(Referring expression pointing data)
● ● ● ●
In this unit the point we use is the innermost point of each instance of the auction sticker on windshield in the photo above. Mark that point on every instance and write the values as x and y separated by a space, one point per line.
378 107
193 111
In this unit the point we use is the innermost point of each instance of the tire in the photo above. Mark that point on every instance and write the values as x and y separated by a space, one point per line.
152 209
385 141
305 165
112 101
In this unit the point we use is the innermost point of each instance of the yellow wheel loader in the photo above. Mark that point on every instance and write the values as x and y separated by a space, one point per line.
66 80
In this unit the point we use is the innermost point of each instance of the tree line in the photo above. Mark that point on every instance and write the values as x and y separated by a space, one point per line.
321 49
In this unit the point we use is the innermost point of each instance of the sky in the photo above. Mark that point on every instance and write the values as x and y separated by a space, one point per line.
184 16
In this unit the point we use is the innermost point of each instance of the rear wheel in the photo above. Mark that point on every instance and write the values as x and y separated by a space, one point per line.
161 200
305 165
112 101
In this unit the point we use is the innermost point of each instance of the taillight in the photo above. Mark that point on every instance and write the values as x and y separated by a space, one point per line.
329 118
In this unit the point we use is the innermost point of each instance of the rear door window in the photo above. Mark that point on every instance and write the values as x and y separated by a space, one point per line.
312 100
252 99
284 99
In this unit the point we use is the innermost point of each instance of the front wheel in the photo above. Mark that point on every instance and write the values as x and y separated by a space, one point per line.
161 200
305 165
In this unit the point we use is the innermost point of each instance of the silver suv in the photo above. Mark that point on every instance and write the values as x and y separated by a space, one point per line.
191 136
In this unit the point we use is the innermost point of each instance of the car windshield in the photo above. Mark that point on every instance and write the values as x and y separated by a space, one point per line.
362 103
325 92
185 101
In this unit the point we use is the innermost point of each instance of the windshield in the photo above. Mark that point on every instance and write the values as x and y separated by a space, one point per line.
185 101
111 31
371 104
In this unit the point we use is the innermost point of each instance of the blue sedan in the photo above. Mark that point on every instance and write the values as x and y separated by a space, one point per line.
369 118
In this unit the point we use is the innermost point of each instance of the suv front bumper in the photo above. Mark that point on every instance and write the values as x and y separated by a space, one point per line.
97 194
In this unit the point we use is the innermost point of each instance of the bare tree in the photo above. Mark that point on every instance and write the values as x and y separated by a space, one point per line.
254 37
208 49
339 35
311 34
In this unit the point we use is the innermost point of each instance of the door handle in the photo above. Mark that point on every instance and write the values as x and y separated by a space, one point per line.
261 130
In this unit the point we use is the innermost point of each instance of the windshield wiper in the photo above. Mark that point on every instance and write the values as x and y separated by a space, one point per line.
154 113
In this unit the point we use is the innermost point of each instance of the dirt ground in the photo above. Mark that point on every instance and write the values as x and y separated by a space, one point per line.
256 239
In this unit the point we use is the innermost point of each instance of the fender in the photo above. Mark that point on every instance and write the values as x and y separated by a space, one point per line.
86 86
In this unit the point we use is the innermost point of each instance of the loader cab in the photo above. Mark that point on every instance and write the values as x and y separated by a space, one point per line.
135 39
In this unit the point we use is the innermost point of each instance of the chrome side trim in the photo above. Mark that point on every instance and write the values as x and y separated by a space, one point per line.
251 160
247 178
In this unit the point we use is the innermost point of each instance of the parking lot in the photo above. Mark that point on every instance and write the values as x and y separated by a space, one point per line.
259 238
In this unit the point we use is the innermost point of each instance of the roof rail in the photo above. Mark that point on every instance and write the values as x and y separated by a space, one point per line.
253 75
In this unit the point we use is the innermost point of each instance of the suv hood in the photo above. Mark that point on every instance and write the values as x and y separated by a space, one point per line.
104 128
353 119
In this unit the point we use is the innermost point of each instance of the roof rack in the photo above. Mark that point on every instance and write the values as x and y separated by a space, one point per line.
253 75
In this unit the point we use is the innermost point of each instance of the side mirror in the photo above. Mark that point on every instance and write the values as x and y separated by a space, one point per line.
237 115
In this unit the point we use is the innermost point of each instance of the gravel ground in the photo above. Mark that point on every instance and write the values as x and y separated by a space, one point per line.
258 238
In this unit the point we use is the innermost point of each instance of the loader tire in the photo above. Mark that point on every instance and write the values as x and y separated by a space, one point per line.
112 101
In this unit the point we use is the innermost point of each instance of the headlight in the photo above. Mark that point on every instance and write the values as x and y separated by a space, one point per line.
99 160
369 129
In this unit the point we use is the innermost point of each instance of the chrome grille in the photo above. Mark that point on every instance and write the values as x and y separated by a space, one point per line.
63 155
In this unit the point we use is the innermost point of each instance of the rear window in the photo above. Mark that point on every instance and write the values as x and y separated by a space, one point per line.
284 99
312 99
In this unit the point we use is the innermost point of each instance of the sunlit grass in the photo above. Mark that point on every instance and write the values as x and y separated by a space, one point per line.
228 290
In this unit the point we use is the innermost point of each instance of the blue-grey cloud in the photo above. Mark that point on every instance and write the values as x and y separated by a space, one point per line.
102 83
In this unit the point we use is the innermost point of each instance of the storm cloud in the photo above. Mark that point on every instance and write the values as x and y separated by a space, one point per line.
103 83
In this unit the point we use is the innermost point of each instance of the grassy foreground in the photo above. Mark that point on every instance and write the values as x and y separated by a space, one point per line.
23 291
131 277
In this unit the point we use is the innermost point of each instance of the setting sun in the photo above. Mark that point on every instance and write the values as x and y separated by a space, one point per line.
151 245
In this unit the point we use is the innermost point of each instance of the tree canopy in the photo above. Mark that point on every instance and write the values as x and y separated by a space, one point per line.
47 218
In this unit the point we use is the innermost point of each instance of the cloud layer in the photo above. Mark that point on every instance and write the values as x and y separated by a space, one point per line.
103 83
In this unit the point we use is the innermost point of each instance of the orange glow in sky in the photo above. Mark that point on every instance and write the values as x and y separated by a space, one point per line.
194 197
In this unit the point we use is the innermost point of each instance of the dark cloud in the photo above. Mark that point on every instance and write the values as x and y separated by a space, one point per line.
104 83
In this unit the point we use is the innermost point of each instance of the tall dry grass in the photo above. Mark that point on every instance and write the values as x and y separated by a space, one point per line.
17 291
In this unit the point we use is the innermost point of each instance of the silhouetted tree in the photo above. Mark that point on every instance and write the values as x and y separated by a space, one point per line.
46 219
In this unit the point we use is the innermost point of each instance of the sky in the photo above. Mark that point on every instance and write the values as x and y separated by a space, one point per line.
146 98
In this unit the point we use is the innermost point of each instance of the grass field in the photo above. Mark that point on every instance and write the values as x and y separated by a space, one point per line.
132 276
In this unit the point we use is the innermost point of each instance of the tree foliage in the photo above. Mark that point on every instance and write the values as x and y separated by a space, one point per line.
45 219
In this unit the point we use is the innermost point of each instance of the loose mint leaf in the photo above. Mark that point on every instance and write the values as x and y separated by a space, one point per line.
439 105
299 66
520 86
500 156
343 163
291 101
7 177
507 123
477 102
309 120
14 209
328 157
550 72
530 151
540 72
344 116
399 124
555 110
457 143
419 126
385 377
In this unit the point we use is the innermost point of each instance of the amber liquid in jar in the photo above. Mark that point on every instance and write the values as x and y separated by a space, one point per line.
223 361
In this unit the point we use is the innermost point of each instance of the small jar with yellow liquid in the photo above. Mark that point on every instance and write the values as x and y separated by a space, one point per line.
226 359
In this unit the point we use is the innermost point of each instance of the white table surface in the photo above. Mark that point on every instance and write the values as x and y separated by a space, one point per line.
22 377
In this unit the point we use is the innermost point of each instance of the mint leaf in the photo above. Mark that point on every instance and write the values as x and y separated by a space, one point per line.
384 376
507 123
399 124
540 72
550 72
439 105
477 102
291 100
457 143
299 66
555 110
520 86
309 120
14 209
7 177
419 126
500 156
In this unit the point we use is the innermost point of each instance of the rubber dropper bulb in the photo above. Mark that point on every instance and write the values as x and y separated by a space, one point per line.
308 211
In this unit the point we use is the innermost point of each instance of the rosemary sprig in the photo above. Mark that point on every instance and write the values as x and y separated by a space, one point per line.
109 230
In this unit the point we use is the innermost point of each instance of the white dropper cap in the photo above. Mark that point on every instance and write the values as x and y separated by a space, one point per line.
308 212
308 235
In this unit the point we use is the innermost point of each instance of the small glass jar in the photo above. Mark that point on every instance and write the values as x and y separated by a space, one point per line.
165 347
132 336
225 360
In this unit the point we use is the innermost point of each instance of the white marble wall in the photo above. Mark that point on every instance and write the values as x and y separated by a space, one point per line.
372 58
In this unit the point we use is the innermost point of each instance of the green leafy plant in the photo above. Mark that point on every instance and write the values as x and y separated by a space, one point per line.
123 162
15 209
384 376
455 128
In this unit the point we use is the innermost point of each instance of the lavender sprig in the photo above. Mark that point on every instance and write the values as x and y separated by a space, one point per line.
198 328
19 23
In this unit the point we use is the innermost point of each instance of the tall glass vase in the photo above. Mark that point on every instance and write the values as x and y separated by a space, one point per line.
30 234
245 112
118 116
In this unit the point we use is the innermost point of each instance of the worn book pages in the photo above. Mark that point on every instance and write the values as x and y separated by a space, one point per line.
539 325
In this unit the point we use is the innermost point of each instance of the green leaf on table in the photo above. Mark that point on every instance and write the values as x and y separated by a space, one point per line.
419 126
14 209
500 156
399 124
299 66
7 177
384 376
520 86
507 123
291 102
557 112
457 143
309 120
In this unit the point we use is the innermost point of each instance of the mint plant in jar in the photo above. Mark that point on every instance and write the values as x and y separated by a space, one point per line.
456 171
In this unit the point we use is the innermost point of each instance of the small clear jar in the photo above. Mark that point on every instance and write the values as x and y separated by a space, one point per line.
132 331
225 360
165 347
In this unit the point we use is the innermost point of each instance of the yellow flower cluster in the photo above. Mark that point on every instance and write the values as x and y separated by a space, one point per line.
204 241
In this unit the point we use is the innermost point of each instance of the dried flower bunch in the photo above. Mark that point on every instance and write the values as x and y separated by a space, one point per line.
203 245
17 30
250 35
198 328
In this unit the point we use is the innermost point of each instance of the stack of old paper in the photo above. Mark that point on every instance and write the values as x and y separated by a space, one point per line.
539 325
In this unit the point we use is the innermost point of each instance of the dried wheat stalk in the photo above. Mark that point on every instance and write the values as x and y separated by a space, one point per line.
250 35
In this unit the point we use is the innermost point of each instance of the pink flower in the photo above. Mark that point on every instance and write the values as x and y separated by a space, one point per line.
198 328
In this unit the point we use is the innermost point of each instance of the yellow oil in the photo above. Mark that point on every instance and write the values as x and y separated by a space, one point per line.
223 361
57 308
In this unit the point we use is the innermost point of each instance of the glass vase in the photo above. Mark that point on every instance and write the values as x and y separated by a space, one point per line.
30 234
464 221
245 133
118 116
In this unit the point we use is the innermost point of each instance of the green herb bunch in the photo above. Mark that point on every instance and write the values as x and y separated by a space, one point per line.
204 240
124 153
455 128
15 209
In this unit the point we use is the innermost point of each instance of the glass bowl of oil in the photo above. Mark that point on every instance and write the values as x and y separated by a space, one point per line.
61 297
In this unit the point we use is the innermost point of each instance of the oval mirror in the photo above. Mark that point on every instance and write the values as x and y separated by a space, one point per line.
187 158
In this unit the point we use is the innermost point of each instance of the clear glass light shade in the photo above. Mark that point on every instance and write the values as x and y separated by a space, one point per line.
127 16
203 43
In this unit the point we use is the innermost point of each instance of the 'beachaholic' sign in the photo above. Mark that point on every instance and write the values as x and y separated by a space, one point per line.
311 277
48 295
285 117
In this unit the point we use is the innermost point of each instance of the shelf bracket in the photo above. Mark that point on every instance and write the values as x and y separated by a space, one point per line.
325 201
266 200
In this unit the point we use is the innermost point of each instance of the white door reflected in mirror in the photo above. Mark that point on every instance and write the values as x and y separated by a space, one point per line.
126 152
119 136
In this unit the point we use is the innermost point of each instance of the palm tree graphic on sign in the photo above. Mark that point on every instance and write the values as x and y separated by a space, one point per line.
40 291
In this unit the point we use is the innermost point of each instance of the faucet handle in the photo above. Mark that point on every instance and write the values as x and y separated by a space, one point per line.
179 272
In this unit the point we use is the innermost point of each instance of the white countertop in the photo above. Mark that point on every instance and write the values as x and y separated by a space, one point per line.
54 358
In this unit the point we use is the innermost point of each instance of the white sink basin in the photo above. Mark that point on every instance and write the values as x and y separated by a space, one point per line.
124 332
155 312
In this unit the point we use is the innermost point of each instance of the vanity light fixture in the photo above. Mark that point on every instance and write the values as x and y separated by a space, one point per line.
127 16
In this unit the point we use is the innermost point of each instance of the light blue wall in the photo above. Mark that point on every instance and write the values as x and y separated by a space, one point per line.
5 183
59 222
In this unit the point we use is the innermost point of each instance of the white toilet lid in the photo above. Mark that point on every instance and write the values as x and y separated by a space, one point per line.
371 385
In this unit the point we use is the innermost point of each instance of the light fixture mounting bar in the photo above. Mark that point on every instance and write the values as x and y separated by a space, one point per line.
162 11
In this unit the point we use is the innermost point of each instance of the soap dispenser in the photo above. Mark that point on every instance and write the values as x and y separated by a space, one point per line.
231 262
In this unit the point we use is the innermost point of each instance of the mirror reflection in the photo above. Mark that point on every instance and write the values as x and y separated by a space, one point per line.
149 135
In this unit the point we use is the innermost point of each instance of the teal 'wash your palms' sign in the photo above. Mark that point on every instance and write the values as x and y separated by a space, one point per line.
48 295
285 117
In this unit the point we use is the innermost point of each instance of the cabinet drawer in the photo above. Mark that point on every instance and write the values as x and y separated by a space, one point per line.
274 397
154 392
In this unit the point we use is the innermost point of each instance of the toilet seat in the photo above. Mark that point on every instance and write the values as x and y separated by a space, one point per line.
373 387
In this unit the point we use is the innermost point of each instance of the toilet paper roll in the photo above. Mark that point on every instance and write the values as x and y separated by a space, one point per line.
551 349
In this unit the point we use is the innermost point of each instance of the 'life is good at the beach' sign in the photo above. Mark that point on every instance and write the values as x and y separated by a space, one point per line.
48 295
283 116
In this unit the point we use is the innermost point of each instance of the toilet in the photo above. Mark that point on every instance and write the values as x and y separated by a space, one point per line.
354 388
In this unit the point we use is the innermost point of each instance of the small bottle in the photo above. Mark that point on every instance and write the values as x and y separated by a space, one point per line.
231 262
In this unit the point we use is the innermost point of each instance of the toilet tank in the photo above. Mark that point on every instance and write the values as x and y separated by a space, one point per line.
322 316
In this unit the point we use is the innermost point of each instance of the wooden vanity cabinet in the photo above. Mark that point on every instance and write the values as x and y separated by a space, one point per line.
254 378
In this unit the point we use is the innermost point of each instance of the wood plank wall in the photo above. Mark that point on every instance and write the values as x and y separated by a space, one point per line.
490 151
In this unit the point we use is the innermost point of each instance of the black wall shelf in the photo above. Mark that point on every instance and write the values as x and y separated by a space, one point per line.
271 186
● ● ● ●
- **Exercise brief**:
Transcribe, word for word, every line from the one containing "the small bottle" through the final line of the entries, and nothing else.

- **Solution to this problem**:
In this unit the point we use is the innermost point of each instance of the small bottle in the photo above. Mark that point on every instance and write the values as x and y separated by a space, one point per line.
231 262
In this unit the point we use is the innermost point of each instance of the toilet tank in the photo above. Mark that point on every instance and write the values as x and y separated by a space, one point per line.
322 316
In this unit the point we use is the innermost point of each instance of the wooden vanity cabinet in the photo above. Mark that point on every instance and write the values as x and y separated by a space, one point per line.
254 378
In this unit the point we use is the innermost point of each instance of the wood plank wall in the photo above. Mark that point on every instance and write the values as x and y separated by a space, one point per line.
490 151
In this unit the point we use is the innermost point of each instance of the black wall shelf in the photo above. Mark that point on every instance and write the values as x and y separated by a space, one point per line.
271 186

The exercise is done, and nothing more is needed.